## Given passage

In an embodiment, S410: The radio frequency unit receives indication information 1 from a main processing module of the distributed unit, where the indication information 1 indicates a mapping relationship 1 to a mapping relationship 3, the mapping relationship 1 associates a resource feature 1 with a processing module 1, the mapping relationship 2 associates a resource feature 2 with a processing module 2, and the mapping relationship 3 associates a resource feature 3 with a processing module 3.

For descriptions of S410, refer to the foregoing descriptions of S310a. Details are not described herein again.

• • S420: The radio frequency unit splits air interface data, and determines the resource feature 1 of service data 1, the resource feature 2 of service data 2, and the resource feature 3 of service data 3.

For descriptions of splitting the air interface data by the radio frequency unit, refer to the foregoing descriptions. Details are not described herein again.

## Given material
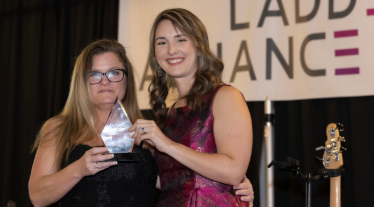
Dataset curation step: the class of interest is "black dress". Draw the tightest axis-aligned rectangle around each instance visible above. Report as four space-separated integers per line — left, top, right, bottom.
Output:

## Goal A
In the radio frequency unit passage, rewrite the part that opens with the words containing "In an embodiment, S410: The" and closes with "S310a. Details are not described herein again.", renaming "radio frequency unit" as "RF unit".
## Goal B
According to the radio frequency unit passage, where does the radio frequency unit receive indication information 1 from?

## Task solution A
In an embodiment, S410: The RF unit receives indication information 1 from a main processing module of the distributed unit, where the indication information 1 indicates a mapping relationship 1 to a mapping relationship 3, the mapping relationship 1 associates a resource feature 1 with a processing module 1, the mapping relationship 2 associates a resource feature 2 with a processing module 2, and the mapping relationship 3 associates a resource feature 3 with a processing module 3.

For descriptions of S410, refer to the foregoing descriptions of S310a. Details are not described herein again.

## Task solution B
From a main processing module of the distributed unit.